* **Фрагменты набора данных для разметки точками**:

==============================

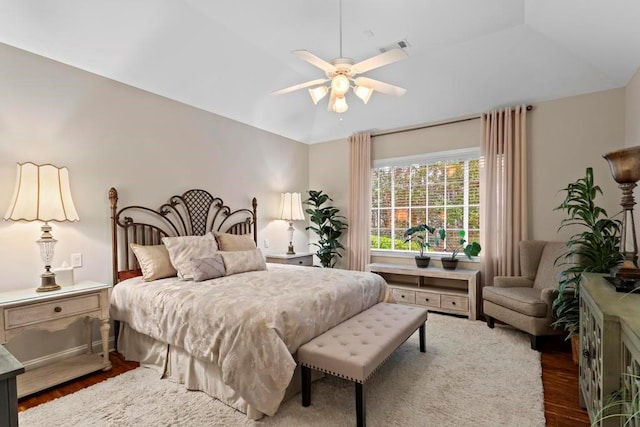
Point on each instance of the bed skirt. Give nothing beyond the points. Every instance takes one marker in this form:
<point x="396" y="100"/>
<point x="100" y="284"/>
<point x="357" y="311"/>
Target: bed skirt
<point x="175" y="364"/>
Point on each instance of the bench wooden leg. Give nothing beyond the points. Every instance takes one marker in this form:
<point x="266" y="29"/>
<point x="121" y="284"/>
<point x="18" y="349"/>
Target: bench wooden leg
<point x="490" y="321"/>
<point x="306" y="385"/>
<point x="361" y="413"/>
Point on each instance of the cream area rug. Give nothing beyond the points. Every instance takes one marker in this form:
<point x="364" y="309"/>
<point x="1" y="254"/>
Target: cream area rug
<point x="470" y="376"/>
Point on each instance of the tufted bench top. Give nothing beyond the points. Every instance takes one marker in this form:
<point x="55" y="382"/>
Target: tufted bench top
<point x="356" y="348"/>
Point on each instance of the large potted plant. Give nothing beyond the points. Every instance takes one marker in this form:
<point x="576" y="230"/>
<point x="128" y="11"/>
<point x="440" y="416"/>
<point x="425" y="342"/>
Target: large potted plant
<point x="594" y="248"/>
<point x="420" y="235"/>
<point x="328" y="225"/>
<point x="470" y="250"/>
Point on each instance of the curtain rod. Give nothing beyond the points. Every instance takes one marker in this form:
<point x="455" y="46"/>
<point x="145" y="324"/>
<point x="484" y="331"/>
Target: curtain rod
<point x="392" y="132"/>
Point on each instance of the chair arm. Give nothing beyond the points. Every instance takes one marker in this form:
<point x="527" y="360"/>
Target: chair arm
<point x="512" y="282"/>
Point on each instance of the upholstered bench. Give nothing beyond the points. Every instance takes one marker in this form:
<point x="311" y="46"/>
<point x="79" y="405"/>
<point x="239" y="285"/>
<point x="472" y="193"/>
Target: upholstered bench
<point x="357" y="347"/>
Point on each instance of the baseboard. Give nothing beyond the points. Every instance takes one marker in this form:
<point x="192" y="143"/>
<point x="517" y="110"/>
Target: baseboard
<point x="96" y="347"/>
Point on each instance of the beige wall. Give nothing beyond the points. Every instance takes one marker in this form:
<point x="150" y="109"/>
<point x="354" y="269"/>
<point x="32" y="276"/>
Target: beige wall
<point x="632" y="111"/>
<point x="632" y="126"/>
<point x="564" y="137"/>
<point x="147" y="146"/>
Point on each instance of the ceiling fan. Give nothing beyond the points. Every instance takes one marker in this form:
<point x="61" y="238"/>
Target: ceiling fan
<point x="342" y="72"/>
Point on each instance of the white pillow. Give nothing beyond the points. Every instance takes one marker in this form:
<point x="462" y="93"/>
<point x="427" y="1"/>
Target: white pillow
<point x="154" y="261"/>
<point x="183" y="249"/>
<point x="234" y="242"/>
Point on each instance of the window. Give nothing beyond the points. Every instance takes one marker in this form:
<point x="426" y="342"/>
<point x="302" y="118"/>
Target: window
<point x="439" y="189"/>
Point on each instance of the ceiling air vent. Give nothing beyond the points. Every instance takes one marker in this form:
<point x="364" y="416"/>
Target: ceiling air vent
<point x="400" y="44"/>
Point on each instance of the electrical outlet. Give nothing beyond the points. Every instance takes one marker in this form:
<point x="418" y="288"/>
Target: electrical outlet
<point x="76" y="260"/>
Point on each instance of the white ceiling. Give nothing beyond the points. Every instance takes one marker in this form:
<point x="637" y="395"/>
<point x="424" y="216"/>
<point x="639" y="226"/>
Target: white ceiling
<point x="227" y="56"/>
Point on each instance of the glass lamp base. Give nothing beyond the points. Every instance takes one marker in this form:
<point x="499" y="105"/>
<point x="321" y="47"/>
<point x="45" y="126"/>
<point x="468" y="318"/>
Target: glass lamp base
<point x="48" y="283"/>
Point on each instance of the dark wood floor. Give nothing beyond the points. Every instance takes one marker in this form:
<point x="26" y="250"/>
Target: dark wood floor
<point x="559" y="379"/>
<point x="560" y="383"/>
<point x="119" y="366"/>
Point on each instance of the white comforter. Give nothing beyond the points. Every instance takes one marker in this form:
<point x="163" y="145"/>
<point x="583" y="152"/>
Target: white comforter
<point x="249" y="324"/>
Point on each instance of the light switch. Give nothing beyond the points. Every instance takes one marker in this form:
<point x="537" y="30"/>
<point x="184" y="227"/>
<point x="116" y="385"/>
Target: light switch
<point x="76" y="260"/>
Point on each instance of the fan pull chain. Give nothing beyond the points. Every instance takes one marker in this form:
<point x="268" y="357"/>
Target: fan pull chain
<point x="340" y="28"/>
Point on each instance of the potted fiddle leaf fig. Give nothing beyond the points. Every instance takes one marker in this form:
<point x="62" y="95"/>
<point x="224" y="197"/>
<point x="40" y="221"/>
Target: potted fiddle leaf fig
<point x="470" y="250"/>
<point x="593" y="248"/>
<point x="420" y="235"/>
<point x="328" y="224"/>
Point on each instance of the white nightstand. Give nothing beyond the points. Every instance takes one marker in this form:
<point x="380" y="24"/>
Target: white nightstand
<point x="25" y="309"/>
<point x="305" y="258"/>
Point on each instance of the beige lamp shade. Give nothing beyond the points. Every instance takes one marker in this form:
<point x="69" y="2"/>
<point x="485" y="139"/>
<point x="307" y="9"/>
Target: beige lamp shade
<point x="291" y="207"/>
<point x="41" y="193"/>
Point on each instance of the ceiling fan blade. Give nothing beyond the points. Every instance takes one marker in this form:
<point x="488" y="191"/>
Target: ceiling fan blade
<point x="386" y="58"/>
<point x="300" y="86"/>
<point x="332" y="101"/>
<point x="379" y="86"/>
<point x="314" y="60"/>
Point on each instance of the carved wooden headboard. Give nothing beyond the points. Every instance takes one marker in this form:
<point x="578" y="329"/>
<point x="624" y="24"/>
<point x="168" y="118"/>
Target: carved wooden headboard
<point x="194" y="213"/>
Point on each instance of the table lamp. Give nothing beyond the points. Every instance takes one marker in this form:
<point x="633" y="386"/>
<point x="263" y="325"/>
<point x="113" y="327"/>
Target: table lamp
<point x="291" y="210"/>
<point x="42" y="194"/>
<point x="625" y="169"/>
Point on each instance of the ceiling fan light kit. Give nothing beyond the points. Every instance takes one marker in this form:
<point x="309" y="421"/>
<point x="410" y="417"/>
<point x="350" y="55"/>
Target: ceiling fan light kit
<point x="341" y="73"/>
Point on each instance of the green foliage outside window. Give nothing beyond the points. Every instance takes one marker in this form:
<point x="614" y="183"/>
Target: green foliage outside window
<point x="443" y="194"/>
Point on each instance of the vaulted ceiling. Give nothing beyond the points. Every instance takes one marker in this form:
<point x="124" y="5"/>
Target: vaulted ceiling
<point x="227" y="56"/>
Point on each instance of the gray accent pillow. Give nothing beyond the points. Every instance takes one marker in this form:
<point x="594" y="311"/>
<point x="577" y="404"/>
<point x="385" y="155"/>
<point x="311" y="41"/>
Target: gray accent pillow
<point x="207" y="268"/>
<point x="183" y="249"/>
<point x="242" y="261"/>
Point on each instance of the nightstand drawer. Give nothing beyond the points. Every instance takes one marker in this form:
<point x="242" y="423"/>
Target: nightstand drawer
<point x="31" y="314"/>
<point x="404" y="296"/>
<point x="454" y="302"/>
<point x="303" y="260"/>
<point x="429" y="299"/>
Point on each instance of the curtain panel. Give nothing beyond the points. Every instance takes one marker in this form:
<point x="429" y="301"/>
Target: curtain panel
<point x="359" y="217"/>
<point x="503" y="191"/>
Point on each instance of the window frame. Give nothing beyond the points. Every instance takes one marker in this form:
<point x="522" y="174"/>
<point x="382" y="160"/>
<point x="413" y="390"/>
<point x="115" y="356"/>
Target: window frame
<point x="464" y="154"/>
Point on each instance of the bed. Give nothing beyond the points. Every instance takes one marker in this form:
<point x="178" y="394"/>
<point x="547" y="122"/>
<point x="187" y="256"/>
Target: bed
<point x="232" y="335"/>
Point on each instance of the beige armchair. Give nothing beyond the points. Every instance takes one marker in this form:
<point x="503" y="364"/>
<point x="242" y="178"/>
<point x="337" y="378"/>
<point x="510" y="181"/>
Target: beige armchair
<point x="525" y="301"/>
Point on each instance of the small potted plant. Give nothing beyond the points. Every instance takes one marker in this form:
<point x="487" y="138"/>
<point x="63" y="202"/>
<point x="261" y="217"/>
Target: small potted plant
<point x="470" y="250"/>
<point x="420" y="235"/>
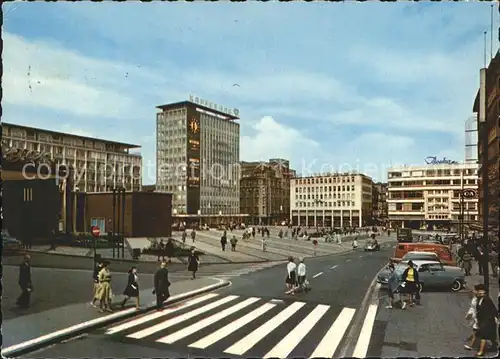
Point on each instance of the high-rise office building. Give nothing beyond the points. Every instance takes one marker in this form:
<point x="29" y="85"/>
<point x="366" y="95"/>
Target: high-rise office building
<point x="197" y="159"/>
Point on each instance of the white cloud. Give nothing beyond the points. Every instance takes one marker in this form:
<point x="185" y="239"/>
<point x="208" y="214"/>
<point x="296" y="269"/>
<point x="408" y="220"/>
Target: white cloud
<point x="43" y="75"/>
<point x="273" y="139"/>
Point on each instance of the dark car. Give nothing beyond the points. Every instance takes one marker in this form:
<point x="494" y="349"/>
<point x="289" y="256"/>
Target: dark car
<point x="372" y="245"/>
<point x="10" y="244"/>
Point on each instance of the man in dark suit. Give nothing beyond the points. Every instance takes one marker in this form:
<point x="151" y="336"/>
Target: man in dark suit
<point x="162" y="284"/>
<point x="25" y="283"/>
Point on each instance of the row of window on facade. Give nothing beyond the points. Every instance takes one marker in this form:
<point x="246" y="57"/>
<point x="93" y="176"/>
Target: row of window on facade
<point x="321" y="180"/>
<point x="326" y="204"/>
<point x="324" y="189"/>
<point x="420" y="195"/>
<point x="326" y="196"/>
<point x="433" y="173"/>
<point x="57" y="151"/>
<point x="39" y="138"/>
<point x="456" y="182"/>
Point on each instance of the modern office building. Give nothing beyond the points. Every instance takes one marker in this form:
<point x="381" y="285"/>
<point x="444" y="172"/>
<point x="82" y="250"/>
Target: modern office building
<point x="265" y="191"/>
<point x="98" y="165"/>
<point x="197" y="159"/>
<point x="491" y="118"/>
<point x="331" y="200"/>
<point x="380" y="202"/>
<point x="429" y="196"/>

==============================

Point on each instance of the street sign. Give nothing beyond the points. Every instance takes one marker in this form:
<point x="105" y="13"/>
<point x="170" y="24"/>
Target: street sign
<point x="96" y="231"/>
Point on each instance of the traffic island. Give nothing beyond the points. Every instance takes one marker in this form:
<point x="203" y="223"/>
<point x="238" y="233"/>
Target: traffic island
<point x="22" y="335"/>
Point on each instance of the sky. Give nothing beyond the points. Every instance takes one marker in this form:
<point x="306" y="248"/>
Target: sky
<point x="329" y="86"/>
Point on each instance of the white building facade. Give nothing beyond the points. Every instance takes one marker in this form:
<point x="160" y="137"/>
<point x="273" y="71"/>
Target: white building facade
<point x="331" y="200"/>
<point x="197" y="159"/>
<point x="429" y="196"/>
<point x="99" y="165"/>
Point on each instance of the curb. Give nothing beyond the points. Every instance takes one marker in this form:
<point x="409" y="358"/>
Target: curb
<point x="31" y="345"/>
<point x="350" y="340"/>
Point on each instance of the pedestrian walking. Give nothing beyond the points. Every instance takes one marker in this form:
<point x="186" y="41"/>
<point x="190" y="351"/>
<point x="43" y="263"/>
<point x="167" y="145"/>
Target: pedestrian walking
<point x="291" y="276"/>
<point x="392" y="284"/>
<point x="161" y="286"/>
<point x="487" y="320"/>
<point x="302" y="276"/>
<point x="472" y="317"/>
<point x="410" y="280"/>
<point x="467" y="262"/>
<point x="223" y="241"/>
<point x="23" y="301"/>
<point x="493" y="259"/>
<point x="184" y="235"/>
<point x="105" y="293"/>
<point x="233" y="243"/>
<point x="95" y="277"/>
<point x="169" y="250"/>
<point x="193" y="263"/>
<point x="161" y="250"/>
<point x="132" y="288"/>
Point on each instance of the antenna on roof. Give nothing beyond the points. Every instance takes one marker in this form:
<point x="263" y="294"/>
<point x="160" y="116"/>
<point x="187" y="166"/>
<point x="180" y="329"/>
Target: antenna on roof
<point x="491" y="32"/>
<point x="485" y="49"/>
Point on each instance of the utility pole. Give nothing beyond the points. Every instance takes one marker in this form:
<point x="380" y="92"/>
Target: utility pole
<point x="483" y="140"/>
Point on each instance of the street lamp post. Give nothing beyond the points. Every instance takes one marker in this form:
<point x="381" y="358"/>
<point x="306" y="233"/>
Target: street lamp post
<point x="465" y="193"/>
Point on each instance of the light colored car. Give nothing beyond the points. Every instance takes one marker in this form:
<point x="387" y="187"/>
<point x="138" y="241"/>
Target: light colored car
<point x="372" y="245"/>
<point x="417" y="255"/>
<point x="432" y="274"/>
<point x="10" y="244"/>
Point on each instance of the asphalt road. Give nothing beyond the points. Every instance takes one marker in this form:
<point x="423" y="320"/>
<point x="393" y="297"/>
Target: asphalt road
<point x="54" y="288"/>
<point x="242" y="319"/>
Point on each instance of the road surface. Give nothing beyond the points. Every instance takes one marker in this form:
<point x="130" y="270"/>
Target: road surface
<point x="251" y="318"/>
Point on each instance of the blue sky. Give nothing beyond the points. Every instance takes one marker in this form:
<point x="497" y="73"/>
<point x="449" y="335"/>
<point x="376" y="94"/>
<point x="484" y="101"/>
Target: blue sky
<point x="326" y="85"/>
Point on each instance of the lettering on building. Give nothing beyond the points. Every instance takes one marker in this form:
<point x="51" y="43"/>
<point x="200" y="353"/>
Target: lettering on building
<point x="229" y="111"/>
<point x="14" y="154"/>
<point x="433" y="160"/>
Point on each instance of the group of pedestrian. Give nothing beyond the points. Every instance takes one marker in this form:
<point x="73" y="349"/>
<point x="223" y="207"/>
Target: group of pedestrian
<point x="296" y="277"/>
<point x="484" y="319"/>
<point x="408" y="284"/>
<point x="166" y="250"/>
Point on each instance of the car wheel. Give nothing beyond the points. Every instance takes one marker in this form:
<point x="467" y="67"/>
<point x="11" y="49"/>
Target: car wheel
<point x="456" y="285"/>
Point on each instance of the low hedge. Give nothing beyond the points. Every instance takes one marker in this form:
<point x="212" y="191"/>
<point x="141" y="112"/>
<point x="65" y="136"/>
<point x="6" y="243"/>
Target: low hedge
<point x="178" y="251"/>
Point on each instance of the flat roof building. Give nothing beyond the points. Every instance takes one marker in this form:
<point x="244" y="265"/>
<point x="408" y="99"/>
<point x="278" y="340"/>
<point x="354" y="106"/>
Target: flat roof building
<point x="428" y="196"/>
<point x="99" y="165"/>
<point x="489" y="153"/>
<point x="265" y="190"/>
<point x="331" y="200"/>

==============================

Подсчитайте строки в данных выше, где встречается слово "street", с учетом регистра. В ответе укажите только число.

4